__Given data__:
◇ ◇ ◇ ◇ ◇ ◇ ◇

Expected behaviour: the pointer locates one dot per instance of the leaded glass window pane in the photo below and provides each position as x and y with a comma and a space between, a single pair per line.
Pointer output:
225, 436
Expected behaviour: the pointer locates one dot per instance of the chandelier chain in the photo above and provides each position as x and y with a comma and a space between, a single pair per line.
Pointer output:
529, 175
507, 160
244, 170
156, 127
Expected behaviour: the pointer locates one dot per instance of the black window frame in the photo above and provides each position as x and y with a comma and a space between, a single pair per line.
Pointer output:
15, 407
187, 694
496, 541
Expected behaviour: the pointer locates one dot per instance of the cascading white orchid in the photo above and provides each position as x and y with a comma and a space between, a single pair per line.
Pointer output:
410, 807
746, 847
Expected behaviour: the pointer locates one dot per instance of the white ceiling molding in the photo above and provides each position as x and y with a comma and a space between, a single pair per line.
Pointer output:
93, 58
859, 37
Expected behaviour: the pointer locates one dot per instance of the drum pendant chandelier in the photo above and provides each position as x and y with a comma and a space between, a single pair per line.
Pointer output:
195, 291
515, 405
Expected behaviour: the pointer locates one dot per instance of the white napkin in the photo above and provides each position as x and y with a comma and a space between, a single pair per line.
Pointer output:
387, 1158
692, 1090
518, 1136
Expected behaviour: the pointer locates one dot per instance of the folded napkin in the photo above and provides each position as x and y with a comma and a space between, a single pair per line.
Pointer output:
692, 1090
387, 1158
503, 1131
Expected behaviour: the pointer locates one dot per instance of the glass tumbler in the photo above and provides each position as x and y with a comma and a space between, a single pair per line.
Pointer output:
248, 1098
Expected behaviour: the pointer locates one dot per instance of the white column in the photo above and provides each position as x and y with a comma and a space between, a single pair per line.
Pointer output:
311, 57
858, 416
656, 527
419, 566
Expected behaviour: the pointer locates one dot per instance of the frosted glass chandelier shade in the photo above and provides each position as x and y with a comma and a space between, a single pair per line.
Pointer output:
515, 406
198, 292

◇ ◇ ◇ ◇ ◇ ◇ ◇

__Your objective__: Word for word, set down the complete listing once more.

__Answer space__:
Expected behaviour: the pointer locates one dot per instance of the leaded glass window pane in the photo below and provides each position as x and y with a comma and a space between, a single pair per line.
Pointer output:
225, 436
Expected behaviour: the pointer locates one dot per instance of the chandelier chain in the photo above and provides each position as x and y with a comma and a space between, a single pair per line.
Pointer output:
529, 175
507, 160
244, 170
156, 127
Expected behaviour: the pointer locates one dot per instance of the black window frame in the photo above and provides each position as x and y with a comma and a space between, a single pair per line.
Pointer output:
15, 407
187, 694
496, 541
Expected behaviour: the pointer locates one dot per instance of the cascading white orchid in the photo above and provides each position as x and y with a comma and a space between, a single pair per line.
Pointer output:
410, 807
746, 847
Expected behaviour: the pointer locates one dot per instance of the white ceiling molding in the photo above and provides each position as x and y with a comma and a space between, a single pair per line.
Pointer output:
93, 58
859, 37
Expected behaviour: the pointer locates one dot per instance of the drum pendant chandelier in the photo above and provides each position as x and y with a comma and a space between, a single pair per line.
Pointer output:
195, 291
515, 405
Expected behaviour: the pointer locates one dot per instance of the white napkin in the photo above and provides each position as x and y with a comma and a space between, a single pair per line.
Pointer output:
387, 1158
692, 1090
518, 1136
Expected behaviour: the pointer locates one dot per instance of the folded napkin in the photo above and provides each position as x and y with a comma and a space between, a single pair per line.
Pointer output:
692, 1090
387, 1158
503, 1131
Expected behaviour: the pointer locates one dot per instance of the glass tumbler in the photo above and provides each position as x and y with a comma and a space between, a single pair per line.
Pointer output:
248, 1098
Expected behaviour: the pointer locates one dot per instance of the white column in the photo above and provides each position as x and y with a comma and a space between, a single pair per line.
Pointer output:
311, 57
858, 416
656, 527
419, 566
Expected behaviour: the pointer locates one dot per instance of the frosted glass chandelier shade in the photo above and provides each position as x and y with a comma and a space between, a single pair per line.
Pointer output:
515, 406
198, 292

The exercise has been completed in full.